Schreiben Sie bitte den Zeitungsartikel über die Tschernobyl-Kinder auf der Issumer Kamelfarm weiter. Setzen Sie direkt nach seiner letzten Zeile an.

**Aufgabentext:**
============================================================
Hilfsaktion Zur Erholung auf Issums Kamelfarm

Issum · Der Straelener Winfried Claßen hat ein dickes Programm für Kinder aus dem Tschernobyl-Gebiet zusammengestellt. Seit bald 20 Jahren holt der Mann Geschädigte der Nuklearkatastrophe an den Niederrhein.

 Keine Angst vor großen Tieren haben diese Kinder der diesjährigen Tschernobyl-Aktion. Sie waren zu Besuch auf der Issumer Kamelfarm.

Keine Angst vor großen Tieren haben diese Kinder der diesjährigen Tschernobyl-Aktion. Sie waren zu Besuch auf der Issumer Kamelfarm.

Foto: Evers, Gottfried (eve)
============================================================
**Erfasste Daten:**
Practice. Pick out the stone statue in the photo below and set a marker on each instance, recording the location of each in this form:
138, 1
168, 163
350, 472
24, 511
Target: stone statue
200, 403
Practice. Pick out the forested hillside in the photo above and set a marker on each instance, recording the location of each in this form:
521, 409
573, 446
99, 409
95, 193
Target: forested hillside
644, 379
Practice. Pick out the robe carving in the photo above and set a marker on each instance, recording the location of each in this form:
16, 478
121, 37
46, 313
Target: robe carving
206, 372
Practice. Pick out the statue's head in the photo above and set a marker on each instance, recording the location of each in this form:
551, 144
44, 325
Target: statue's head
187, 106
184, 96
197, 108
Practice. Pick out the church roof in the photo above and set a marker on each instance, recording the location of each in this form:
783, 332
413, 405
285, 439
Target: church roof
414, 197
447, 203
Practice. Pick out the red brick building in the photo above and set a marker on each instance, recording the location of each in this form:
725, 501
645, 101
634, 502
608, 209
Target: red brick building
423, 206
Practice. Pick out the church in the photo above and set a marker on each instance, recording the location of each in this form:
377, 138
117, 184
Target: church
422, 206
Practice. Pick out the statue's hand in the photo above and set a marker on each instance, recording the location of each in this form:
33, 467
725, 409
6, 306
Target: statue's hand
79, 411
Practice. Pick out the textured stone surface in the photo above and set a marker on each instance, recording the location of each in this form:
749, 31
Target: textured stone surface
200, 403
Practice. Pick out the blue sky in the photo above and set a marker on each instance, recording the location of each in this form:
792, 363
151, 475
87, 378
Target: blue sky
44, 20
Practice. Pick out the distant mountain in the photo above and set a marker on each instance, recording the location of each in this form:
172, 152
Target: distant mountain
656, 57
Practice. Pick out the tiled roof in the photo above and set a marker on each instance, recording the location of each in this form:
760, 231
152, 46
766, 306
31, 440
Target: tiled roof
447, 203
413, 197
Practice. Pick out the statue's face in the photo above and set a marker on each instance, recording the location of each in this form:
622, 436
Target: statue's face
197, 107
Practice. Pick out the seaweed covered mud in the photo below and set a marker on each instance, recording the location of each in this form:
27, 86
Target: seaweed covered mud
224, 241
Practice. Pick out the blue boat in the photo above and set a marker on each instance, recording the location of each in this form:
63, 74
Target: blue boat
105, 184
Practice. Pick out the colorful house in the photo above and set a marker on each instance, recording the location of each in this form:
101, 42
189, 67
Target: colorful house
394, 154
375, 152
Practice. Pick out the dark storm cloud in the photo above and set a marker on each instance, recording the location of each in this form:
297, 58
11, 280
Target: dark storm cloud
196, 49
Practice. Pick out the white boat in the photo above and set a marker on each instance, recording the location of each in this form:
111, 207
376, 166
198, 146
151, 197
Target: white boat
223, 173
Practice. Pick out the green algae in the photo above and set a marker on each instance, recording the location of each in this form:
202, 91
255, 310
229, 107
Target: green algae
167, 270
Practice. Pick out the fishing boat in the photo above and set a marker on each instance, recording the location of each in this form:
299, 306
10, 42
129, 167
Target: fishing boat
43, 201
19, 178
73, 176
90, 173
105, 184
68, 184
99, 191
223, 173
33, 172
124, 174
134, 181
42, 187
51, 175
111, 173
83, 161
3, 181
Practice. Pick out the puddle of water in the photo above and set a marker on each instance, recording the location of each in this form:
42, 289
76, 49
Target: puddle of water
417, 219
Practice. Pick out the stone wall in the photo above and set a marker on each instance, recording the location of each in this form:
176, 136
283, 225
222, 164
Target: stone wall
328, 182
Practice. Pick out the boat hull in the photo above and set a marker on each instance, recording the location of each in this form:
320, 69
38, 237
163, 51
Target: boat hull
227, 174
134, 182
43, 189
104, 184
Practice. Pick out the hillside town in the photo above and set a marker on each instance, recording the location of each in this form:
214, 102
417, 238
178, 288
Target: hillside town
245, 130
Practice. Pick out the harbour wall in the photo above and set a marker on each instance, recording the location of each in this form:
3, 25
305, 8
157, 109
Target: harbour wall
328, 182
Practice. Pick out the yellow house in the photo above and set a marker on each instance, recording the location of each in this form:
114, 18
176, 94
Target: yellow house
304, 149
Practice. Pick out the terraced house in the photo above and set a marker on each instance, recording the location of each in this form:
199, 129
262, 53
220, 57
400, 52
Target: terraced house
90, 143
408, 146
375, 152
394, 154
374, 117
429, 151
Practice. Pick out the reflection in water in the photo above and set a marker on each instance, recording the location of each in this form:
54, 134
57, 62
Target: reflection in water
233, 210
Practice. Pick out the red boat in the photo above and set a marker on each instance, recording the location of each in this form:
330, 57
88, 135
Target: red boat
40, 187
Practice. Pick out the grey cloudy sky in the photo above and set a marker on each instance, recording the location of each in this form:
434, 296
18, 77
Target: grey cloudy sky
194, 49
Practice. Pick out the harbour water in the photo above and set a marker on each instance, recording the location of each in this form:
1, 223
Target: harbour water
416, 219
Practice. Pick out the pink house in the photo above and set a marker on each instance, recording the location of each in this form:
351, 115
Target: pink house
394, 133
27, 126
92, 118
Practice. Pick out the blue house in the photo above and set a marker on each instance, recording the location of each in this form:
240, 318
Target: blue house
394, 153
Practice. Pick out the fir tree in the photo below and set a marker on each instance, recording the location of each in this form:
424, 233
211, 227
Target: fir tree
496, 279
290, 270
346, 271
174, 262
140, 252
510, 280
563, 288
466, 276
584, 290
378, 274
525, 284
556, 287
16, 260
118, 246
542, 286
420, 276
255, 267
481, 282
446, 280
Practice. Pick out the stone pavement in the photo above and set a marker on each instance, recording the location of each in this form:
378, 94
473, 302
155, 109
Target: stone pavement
============================================================
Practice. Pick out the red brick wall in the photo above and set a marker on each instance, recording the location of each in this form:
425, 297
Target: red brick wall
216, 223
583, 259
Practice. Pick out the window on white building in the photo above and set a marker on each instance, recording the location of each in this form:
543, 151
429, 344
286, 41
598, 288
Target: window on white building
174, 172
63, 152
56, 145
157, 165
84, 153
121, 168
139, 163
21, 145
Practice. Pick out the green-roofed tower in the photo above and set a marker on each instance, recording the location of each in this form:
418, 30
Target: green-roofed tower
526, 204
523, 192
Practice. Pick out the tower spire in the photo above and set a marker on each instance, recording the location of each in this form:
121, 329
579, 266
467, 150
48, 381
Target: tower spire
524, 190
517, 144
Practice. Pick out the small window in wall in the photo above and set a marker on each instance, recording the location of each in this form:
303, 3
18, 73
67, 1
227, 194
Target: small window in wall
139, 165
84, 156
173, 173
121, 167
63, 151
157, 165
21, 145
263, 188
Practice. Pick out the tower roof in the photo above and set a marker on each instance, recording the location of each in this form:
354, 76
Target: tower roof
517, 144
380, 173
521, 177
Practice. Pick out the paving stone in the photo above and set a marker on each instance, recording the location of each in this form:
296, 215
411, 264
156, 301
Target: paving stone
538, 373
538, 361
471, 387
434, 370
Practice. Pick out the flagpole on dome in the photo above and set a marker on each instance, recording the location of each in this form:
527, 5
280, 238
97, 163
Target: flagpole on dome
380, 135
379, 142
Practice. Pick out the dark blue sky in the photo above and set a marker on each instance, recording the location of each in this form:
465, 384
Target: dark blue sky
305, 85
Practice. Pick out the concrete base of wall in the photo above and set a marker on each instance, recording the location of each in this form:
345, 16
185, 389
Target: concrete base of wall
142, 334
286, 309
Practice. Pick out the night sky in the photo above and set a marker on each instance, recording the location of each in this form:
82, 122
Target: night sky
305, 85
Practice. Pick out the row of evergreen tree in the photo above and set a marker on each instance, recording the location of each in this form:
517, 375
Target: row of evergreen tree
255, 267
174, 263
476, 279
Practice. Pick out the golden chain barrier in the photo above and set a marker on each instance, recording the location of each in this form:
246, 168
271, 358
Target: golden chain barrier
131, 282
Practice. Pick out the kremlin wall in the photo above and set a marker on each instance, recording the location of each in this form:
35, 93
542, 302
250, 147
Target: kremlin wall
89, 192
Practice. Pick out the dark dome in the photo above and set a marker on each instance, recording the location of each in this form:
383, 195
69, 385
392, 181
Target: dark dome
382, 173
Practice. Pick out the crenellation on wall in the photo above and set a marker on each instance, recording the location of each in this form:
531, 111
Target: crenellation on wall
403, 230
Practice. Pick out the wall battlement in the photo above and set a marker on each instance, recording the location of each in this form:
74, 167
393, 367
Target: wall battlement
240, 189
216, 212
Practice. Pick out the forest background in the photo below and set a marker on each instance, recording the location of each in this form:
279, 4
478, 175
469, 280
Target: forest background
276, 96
============================================================
**Ergebnis:**
Zajed geht in die Knie und lässt sich nicht aus der Ruhe bringen. Der Dromedarwallach kaut bedächtig vor sich hin, während ein Dutzend Kinderhände ihn streicheln. Seinem Kollegen, dem weißen Dromedar Abu, geht es ähnlich. Die Augen halb geschlossen, lässt er sich knuddeln und kraulen. Die vielen Gäste scheinen die beiden nicht wirklich zu stören. Eher genießen sie die Aufmerksamkeit.

Die Gäste haben eine längere Reise hinter sich und machen keinen Hehl daraus, dass sie aufgeregt sind. Die zehn Mädchen, die sich um die beiden Issumer Dromedare drängen, kommen aus der Region um Tschernobyl. Zwei Wochen sind sie zu Besuch am Niederrhein. Eingeladen wurden sie von Winfried Claßen aus Straelen. Er ist der Mann, der im Hintergrund die Fäden zieht, die Gastfamilien organisiert und ein umfangreiches Programm für die Kinder zusammenstellt.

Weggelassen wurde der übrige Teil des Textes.